*What you will do*:
(a) Answer these questions about the article on Microsoft Teams interpretation, one line each, marked (i) to (iii):
(i) Which government did Microsoft partner with to develop the new feature?
(ii) Who does the translation in the new feature?
(iii) During the COVID-19 pandemic, how did translators interpret meetings before this feature existed?
(b) According to the article on Microsoft Teams interpretation, why is the new feature useful only in scheduled meetings? Answer in one to three sentences.

*Page extract*:
Microsoft has just announced a new addition to Microsoft Teams that it has developed in partnership with the Welsh government. The new feature makes it easier for organizations and government agencies to host meetings in multiple languages.
This replaces previous temporary solutions that have proven to be a problem to deal with. There is one (rather surprising) catch that Teams users still need to consider when scheduling a meeting – translation is done by human interpreters.
Microsoft announced its latest victory on its official website. This new solution allows designated interpreters to translate during a Teams meeting and allows those attending to choose which language they want to listen to. This invention could potentially greatly improve bilingual meetings, or even those in multiple languages with speakers from all over the world.
Since this feature requires the assistance of human interpreters, it will only serve a purpose during scheduled meetings where those interpreters may be present. In Teams, participants are given the ability to choose the language in real time and switch between languages during the meeting. All of this is supported by the Microsoft Teams app with no additional steps required.
That the feature was implemented in cooperation with the Welsh government is no coincidence. In the blog post, Welsh chief digital officer, Glyn Jones, notes that live interpretation will be crucial to the functioning of government. Wales is bilingual and as such translation services are required for many meetings.
Jones praised the new feature saying, “I don’t think you can underestimate the impact this will have on organizations that operate bilingually or multilingually. We’ve gotten really positive feedback from the people who have tested it with us. The interpreters and the people who are listening love it.”
Local government began using teams in the early 2020s, requiring them to hire interpreters to attend meetings in person. When the COVID-19 pandemic began, translators had to come up with a solution in the form of observing the meeting on Teams and translating via a phone line. According to Aled Jones, co-owner of the translation agency that works with the Welsh government, “It wasn’t perfect, but it got the job done.”
Jones then called the feature “groundbreaking” because of the fact that everything happens within the same app and Teams is able to provide a smooth, seamless experience where the interpretation doesn’t draw too much attention while still providing an inclusive experience.
While it’s not quite the futuristic live artificial intelligence-based translation that many companies are working on or even already offer, the feature added by Teams sounds like a simple and reliable way to make remote meetings much easier – and that’s always a good thing.

*Data section*:
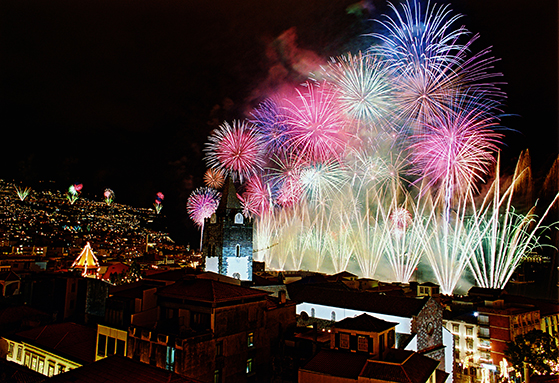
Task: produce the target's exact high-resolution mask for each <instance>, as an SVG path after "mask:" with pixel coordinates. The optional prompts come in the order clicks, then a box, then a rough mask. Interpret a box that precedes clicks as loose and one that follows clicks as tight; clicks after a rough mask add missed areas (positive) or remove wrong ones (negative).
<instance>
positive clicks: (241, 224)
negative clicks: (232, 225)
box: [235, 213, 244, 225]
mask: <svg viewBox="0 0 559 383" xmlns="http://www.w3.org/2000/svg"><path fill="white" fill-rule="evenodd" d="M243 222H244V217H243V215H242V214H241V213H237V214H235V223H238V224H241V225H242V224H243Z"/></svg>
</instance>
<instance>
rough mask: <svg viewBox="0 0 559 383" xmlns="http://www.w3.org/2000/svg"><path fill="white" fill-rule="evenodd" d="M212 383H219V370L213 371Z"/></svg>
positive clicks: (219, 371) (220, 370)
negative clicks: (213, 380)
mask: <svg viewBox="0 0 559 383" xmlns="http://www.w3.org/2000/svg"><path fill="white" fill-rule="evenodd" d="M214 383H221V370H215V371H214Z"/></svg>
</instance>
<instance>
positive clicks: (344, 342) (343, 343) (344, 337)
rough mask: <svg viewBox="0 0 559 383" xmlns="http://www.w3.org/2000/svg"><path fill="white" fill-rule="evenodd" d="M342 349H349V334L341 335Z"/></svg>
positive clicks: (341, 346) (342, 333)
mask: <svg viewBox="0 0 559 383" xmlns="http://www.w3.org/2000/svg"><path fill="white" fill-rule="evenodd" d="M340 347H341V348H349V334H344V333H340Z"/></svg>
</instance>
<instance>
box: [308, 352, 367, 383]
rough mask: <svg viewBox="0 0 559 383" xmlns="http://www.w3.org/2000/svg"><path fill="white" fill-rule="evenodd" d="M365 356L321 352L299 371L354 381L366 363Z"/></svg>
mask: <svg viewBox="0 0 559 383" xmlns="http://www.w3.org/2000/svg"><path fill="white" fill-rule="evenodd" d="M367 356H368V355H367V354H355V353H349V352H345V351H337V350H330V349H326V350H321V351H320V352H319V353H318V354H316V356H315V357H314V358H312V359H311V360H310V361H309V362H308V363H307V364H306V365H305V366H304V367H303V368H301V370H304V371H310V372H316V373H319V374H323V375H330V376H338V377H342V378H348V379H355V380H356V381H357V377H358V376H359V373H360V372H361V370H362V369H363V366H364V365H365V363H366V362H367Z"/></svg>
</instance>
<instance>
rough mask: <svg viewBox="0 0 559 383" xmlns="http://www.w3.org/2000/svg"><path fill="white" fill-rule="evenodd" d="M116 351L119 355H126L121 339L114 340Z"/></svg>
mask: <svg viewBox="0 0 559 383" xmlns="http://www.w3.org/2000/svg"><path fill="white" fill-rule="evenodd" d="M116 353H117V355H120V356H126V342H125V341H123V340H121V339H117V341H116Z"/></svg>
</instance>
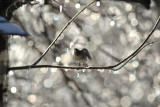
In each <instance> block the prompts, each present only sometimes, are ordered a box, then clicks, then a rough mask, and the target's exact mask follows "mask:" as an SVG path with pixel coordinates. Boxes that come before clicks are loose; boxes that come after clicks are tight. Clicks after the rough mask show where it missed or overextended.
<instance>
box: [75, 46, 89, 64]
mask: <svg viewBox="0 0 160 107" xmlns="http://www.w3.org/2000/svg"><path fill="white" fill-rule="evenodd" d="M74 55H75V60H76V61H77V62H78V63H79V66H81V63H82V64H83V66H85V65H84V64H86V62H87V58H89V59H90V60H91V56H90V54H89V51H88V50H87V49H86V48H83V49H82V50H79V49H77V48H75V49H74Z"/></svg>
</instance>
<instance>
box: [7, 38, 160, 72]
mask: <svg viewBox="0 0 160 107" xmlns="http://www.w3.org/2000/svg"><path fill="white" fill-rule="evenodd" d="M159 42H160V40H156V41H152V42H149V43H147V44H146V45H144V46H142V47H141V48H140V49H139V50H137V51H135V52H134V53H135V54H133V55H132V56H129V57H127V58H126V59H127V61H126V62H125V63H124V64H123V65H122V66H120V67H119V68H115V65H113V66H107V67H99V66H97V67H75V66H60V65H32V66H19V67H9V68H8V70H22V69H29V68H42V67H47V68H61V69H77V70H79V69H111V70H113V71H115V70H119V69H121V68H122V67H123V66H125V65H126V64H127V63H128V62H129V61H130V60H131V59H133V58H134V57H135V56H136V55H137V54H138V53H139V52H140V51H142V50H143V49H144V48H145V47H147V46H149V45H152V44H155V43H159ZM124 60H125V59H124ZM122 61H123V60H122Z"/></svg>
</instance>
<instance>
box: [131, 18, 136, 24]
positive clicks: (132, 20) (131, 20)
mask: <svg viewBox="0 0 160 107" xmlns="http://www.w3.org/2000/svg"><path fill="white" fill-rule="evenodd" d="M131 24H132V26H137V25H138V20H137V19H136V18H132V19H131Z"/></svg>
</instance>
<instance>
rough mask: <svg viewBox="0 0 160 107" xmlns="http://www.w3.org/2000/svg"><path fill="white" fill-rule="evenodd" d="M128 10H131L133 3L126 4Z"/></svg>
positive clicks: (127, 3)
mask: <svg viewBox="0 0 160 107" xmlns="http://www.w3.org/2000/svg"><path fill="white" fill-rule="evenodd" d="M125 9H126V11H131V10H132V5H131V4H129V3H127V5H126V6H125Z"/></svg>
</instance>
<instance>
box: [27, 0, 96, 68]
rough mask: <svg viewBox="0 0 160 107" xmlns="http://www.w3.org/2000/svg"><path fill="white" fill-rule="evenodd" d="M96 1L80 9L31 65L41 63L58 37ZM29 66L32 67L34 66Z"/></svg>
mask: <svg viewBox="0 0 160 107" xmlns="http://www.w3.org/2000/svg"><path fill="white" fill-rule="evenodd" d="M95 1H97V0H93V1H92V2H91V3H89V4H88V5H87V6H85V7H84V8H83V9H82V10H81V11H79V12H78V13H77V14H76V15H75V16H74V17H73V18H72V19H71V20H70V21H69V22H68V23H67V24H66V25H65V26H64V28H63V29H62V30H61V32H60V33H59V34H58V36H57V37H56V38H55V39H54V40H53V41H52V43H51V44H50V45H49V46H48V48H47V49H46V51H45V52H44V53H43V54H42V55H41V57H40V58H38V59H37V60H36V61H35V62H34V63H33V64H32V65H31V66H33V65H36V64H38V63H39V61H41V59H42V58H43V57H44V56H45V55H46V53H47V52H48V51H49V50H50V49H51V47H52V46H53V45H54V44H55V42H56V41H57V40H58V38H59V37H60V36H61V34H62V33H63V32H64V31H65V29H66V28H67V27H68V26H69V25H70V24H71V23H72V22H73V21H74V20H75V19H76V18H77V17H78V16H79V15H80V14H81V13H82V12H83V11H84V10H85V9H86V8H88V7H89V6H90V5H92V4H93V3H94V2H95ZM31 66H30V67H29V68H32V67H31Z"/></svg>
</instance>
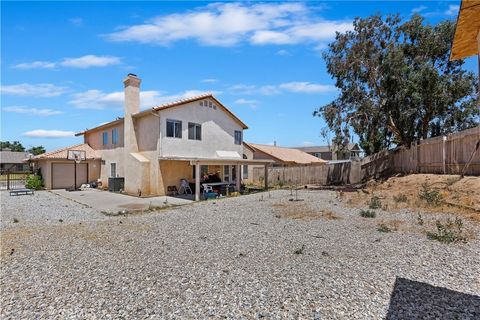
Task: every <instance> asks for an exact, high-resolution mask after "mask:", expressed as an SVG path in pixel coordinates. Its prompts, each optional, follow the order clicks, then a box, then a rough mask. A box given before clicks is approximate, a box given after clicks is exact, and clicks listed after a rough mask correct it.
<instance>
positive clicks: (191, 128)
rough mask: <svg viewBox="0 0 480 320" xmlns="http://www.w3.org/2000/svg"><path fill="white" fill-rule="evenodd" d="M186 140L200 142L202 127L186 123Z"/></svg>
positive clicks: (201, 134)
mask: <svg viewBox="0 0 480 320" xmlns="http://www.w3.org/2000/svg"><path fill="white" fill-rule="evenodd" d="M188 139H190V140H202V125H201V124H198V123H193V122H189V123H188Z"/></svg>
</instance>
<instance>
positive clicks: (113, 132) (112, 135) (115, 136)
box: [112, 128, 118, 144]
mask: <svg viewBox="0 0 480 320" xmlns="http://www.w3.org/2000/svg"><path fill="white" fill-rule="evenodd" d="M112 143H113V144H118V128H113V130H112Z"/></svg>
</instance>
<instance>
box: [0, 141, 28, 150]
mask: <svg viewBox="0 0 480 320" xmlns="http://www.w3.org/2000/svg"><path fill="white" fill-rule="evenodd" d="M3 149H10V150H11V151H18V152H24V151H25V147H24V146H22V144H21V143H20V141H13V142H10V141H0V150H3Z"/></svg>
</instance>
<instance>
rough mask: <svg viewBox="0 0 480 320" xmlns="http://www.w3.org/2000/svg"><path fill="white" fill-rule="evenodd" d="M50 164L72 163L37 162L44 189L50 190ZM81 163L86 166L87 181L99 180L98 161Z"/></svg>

*Solutions to the problems*:
(a)
(i) The Welsh government.
(ii) Human interpreters.
(iii) They observed the meeting on Teams and translated over a phone line.

(b) The feature depends on human interpreters, so it works only in meetings where those interpreters can be present. That means the meetings must be scheduled in advance.